Object point labels:

------------------------------

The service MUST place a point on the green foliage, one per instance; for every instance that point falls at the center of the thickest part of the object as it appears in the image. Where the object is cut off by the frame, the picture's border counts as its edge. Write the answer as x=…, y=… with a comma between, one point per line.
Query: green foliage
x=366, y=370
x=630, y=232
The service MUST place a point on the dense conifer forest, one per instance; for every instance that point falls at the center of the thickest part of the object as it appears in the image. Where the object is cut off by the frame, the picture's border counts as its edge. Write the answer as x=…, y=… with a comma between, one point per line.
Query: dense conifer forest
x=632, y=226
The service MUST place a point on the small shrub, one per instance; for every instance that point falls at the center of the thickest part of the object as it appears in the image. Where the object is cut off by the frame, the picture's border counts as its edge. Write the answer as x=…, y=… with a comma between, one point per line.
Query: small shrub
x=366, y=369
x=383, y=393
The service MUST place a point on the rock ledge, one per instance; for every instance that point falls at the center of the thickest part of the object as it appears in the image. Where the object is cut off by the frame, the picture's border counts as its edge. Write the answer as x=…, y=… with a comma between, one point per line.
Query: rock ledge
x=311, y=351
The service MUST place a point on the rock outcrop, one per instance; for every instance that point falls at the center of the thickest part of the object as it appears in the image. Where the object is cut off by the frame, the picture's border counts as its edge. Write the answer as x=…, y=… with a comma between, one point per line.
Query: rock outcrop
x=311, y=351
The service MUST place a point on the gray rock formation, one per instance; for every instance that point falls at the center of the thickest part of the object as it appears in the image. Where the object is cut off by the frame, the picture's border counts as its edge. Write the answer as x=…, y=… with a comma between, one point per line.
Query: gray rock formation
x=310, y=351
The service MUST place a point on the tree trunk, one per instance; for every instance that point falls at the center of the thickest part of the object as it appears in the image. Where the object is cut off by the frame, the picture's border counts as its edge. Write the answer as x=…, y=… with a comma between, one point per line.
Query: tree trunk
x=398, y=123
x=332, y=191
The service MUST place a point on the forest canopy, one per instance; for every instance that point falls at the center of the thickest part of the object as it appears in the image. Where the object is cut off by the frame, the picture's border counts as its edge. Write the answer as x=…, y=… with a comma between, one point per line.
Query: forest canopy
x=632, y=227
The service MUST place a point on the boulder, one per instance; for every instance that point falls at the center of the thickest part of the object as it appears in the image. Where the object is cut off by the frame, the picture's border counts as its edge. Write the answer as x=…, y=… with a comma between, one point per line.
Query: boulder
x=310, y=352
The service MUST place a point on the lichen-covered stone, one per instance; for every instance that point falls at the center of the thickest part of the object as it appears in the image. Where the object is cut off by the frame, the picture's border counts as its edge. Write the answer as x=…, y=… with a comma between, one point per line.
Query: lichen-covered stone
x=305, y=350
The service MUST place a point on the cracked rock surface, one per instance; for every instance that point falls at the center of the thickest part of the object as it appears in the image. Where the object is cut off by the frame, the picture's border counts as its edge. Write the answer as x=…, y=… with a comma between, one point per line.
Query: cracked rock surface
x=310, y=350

------------------------------

Exercise details: Please give everything in the entries from the line containing "The service MUST place a point on the gray" down to the line containing "x=310, y=351" as a Markdown table with the columns No. and Line, skipping any blank lines.

Expected answer:
| No. | Line |
|---|---|
| 1 | The service MUST place a point on the gray rock formation, one per instance; for every instance that point falls at the center of the thickest part of the object as it appears in the image. Where the object is cut off by the frame, the picture's border counts as its edge. Write the answer as x=…, y=… with a comma between, one point per line. |
| 2 | Query: gray rock formation |
| 3 | x=310, y=351 |